(Data pelabelan lokasi)

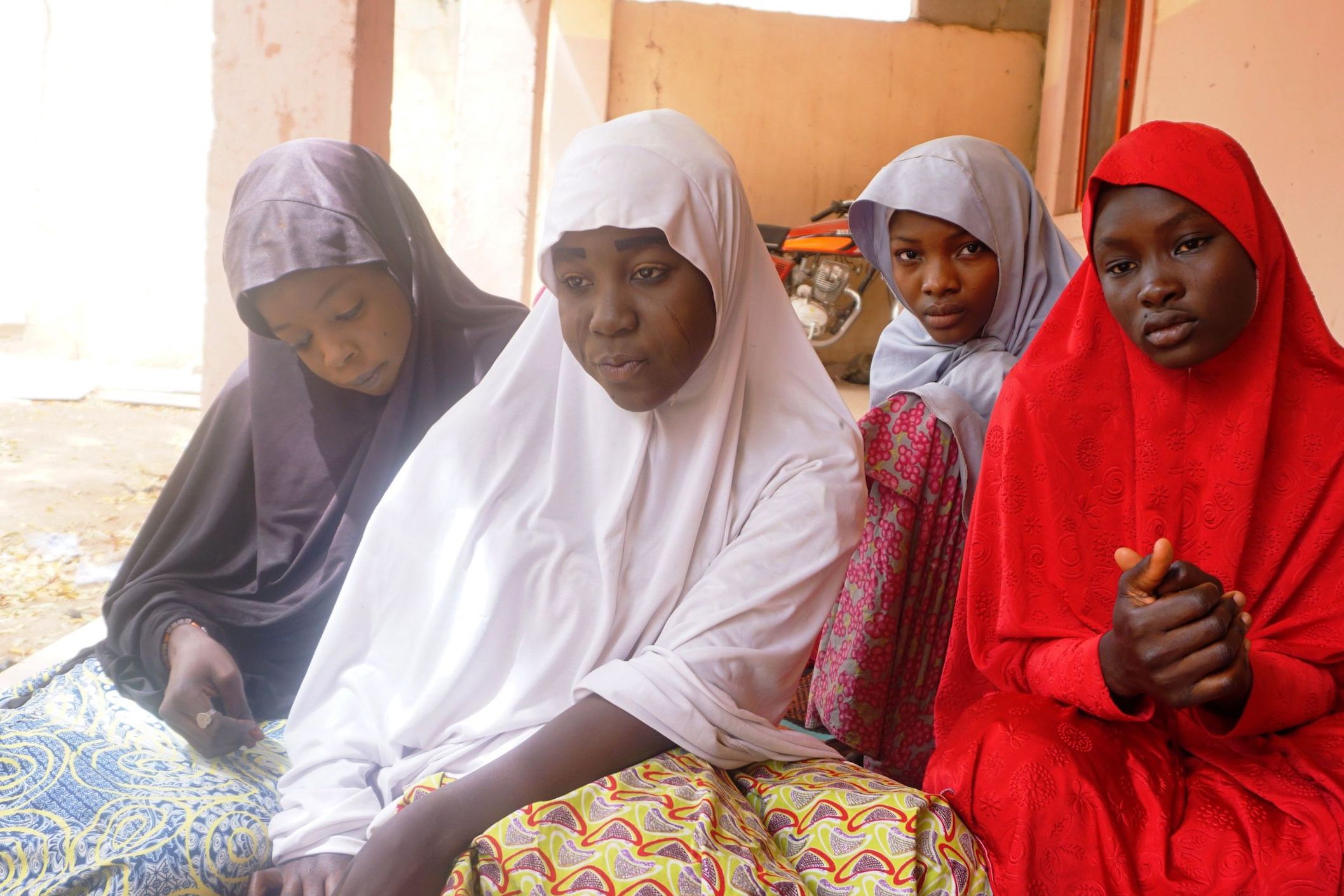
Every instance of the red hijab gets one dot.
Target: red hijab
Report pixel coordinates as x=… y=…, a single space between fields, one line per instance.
x=1093 y=446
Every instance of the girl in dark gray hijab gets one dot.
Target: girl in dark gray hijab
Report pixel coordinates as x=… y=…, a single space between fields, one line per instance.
x=363 y=335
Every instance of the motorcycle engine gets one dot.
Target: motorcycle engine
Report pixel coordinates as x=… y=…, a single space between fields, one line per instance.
x=830 y=281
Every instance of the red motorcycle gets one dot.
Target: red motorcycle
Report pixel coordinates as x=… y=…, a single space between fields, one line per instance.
x=823 y=272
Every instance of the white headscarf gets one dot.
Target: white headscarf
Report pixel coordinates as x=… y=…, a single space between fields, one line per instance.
x=543 y=545
x=983 y=189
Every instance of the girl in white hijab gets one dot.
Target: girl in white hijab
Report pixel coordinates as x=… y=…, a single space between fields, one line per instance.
x=632 y=552
x=965 y=243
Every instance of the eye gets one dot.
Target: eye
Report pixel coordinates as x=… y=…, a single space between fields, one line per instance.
x=353 y=313
x=649 y=273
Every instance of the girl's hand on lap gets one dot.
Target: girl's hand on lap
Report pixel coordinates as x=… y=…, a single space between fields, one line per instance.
x=200 y=669
x=309 y=876
x=412 y=855
x=1175 y=635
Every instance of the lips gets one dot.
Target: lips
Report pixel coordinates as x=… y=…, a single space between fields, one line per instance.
x=620 y=369
x=1168 y=329
x=369 y=379
x=942 y=316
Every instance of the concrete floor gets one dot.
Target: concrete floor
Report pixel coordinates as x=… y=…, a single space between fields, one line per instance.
x=77 y=480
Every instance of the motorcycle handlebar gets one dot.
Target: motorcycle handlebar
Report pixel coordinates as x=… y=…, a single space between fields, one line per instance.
x=836 y=207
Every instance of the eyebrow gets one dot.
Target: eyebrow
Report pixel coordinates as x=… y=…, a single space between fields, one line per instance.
x=959 y=234
x=634 y=242
x=1179 y=218
x=331 y=290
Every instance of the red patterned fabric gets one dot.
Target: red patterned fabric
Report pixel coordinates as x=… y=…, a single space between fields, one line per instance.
x=882 y=648
x=1238 y=461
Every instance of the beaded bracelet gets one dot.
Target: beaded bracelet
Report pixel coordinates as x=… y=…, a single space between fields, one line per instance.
x=184 y=621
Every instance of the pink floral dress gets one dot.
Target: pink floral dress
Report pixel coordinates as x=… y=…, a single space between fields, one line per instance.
x=882 y=649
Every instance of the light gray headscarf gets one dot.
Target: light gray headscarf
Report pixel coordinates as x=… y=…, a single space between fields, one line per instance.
x=984 y=190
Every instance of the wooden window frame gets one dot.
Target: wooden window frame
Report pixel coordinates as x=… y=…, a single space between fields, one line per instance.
x=1129 y=74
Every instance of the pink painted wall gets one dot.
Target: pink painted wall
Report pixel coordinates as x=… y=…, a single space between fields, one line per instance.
x=1270 y=77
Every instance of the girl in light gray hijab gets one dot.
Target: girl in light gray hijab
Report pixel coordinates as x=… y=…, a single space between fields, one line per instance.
x=965 y=243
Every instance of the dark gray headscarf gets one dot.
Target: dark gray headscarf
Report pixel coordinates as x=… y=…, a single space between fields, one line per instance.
x=259 y=523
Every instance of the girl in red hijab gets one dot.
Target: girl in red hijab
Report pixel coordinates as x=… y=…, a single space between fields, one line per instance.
x=1171 y=723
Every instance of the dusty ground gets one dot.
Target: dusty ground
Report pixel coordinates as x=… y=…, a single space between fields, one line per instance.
x=77 y=480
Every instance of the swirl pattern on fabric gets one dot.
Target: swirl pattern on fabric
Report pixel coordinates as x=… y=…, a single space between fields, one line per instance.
x=98 y=797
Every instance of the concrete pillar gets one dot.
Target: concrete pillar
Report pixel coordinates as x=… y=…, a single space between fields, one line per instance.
x=285 y=70
x=1059 y=137
x=578 y=69
x=492 y=158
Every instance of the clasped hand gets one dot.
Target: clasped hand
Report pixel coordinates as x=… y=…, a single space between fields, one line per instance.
x=1176 y=635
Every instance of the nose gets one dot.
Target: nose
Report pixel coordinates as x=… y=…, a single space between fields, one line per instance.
x=1160 y=287
x=613 y=313
x=940 y=277
x=339 y=352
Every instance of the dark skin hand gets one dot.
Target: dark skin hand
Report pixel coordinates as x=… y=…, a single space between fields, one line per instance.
x=1175 y=635
x=312 y=876
x=201 y=669
x=413 y=853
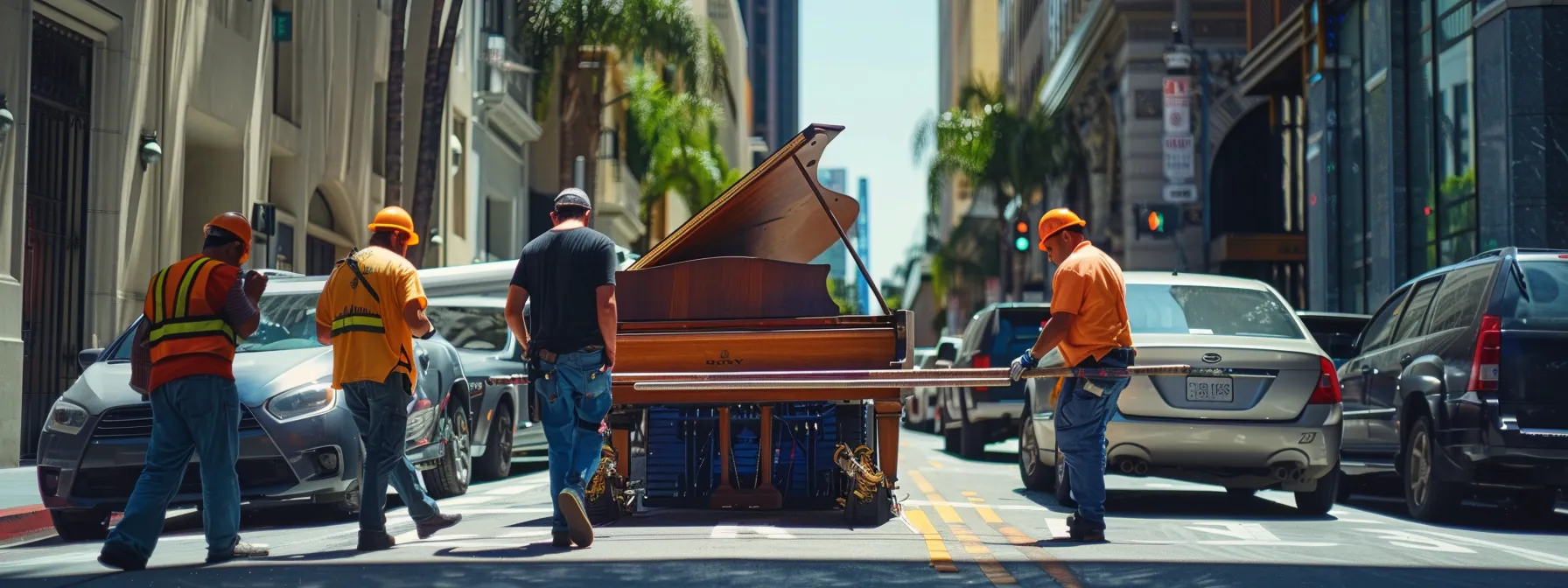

▸ PERMINTAAN:
Sajikan semua baris di atas sebagai daftar bernomor dan lewati baris yang kosong. Gambar tidak perlu dimasukkan ke dalam jawaban.

▸ BALASAN:
1. Every instance of the red hijab gets one dot.
2. Target: red hijab
3. Report pixel coordinates as x=… y=…, a single space between fields, one line per instance.
4. x=1093 y=446
5. Every instance of the girl in dark gray hijab gets one dot.
6. Target: girl in dark gray hijab
7. Report pixel coordinates as x=… y=…, a single space between fields, one line per instance.
8. x=363 y=335
9. Every instance of the motorcycle engine gets one dot.
10. Target: motorcycle engine
11. Report pixel coordinates as x=… y=…, a single space between fields, one line per instance.
12. x=830 y=281
13. Every instance of the red motorcycle gets one dot.
14. Target: red motorcycle
15. Report pixel coordinates as x=… y=…, a single space between fields, one line per instance.
16. x=823 y=272
17. Every instance of the white headscarf gets one dot.
18. Target: white headscarf
19. Report pixel coordinates as x=… y=…, a single space between fields, one line per instance.
20. x=543 y=545
21. x=983 y=189
22. Every instance of the girl in white hijab gets one dot.
23. Target: girl in white hijab
24. Report pixel coordinates as x=… y=…, a single space between fields, one line per instance.
25. x=632 y=552
26. x=965 y=243
27. Every instance of the eye gets one dot.
28. Target: eye
29. Report pixel coordinates as x=… y=…, a single space between fields, one line per instance.
30. x=353 y=313
31. x=649 y=273
32. Every instance of the girl's hand on lap gets one dot.
33. Target: girl's hand on lap
34. Report pixel coordinates as x=… y=…, a single space between fields, one line per instance.
35. x=200 y=669
36. x=309 y=876
37. x=412 y=855
38. x=1175 y=635
39. Every instance of the lips gets one dot.
40. Target: lips
41. Report pixel coordinates as x=… y=…, a single space between fields, one line per instance.
42. x=620 y=369
43. x=1168 y=329
44. x=369 y=379
45. x=942 y=316
46. Every instance of the concrete floor gets one dot.
47. Target: concrete floor
48. Report pixel coordinates as x=… y=…, a single space between fields, one line per instance.
49. x=77 y=480
50. Every instance of the motorcycle handlebar gets one dot.
51. Target: motorcycle handlebar
52. Report pixel coordinates as x=… y=…, a single space between fields, one line per instance.
53. x=836 y=207
54. Every instance of the eyebrow gets one dot.
55. Target: eyebrow
56. Report pixel coordinates as x=… y=…, a single space between fields, one line per instance.
57. x=959 y=234
58. x=634 y=242
59. x=1179 y=218
60. x=331 y=290
61. Every instance of the red patterned fabric gets one dot.
62. Target: red patterned fabric
63. Report pixel coordinates as x=… y=…, a single space between fields, one line per instance.
64. x=882 y=648
65. x=1238 y=461
66. Every instance of the beaded bracelet gets one dot.
67. Target: beaded bracelet
68. Report pixel coordinates as x=… y=…, a single space between fields, one line per instance.
69. x=184 y=621
70. Every instance of the pink floral dress gets one dot.
71. Target: pink floral dress
72. Report pixel coordinates as x=… y=…, a single space between fields, one line per instance.
73. x=882 y=649
74. Every instance of the light gray headscarf gets one dot.
75. Target: light gray headscarf
76. Report pixel coordinates as x=… y=…, a single space between fields, one line per instance.
77. x=984 y=190
78. Every instance of the wooden window frame gets one dot.
79. Target: wooden window frame
80. Report pixel coordinates as x=… y=…, a single space between fields, one line per instance.
81. x=1129 y=74
82. Every instance of the pink painted wall gets one dot.
83. Target: pink painted wall
84. Report pixel coordinates as x=… y=…, a single space between fields, one line per instance.
85. x=1270 y=77
86. Every instance of the girl in light gray hijab gets one dot.
87. Target: girl in light gray hijab
88. Report pixel coordinates as x=… y=…, a single space between fields, one line per instance.
89. x=965 y=243
90. Every instance of the dark gray headscarf gets one dot.
91. Target: dark gray headscarf
92. Report pixel coordinates as x=… y=…, a single space between fields, one line per instance.
93. x=259 y=523
94. Every instance of the girl in red hijab gets one dot.
95. Target: girl in red hijab
96. Report pixel coordinates as x=… y=…, a single space between fields, one line per instance.
97. x=1171 y=723
98. Every instance of the dusty ground gets one dot.
99. Target: dusty ground
100. Report pixel coordinates as x=… y=…, a single space between fields, one line per instance.
101. x=77 y=480
102. Every instance of the swirl pattern on fabric gets one dot.
103. Target: swirl pattern on fabric
104. Report pixel coordinates as x=… y=…, a single space between fields, one line per instance.
105. x=98 y=797
106. Every instance of the concrete pillar gets one dot.
107. Target: concrete pillar
108. Report pixel coordinates as x=… y=…, a single space between fields, one line per instance.
109. x=285 y=70
110. x=1059 y=137
111. x=578 y=69
112. x=492 y=158
113. Every instance of the clasped hand gets one dot.
114. Target: clasped hand
115. Report pixel coordinates as x=… y=…, a single space between fields, one line per instance.
116. x=1176 y=635
117. Every instance of the nose gets one dot.
118. Target: nose
119. Report pixel coordinates as x=… y=…, a single space between fields, one line per instance.
120. x=1160 y=287
121. x=613 y=313
122. x=940 y=277
123. x=339 y=352
124. Every instance of the dark skin hand gets one dot.
125. Target: dark skin hand
126. Report pixel coordinates as x=… y=…, a single space between fields, one line per instance.
127. x=1175 y=635
128. x=312 y=876
129. x=201 y=669
130. x=413 y=853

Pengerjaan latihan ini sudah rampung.